Data for the task:
____________________
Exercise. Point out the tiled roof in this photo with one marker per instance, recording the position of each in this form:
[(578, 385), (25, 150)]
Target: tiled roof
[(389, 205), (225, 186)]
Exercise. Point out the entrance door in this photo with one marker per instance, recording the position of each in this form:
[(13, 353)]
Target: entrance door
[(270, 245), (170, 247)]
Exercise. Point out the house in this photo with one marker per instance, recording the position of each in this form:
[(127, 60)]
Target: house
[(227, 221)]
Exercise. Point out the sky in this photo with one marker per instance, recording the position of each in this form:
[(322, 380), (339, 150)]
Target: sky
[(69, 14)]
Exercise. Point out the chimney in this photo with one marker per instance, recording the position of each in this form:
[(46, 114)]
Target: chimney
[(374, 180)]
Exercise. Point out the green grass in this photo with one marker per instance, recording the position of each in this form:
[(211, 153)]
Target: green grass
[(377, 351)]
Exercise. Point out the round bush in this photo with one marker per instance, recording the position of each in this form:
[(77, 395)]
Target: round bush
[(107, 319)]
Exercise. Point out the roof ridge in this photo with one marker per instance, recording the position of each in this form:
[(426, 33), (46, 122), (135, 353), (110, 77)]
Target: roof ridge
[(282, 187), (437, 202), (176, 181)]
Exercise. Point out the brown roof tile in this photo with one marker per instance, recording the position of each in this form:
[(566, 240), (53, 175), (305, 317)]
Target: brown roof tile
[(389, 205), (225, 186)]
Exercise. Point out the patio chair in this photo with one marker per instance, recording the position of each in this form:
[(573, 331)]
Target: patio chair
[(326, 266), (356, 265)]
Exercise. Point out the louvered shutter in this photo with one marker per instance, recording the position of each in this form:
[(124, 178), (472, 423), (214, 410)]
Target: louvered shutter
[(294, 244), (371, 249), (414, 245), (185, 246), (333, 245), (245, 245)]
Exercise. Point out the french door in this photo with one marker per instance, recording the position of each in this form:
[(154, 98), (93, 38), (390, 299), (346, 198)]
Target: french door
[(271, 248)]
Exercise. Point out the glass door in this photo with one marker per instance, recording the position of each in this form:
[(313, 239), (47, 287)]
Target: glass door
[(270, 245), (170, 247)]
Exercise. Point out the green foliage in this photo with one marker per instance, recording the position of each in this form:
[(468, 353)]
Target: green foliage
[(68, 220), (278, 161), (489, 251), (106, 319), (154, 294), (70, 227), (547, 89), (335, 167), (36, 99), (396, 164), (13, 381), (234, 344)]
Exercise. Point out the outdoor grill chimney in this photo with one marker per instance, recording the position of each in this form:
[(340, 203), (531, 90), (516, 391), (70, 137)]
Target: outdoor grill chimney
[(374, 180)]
____________________
Rewrite the records starting at the line that contains "Exercise. Point out the glass" and ending at the end of the records, keeping every line, requests included. Adjust every coordinate in the answer lists that follow each "Target:" line by adding -115 to it, and leave the coordinates in the sample formats unchanged.

Result of the exercise:
Exercise. Point out the glass door in this photo with one marker per instance, recording the position of each in this form:
[(313, 239), (47, 287)]
Target: glass door
[(155, 130), (55, 132)]
Exercise. Point out the green foliage in this photo with one marker per instance, recording the position of each in this form:
[(468, 353)]
Target: green foliage
[(-47, 105), (163, 46), (374, 136), (-9, 204), (39, 179), (-45, 112), (432, -26), (220, 52), (-79, -16), (281, 49), (-102, 266), (119, 229)]
Exercise. Point out the outdoor grill chimney in this photo with one marker per instance, recording the position of each in this form:
[(340, 203), (531, 90), (516, 391), (70, 137)]
Target: outdoor grill chimney
[(259, 65)]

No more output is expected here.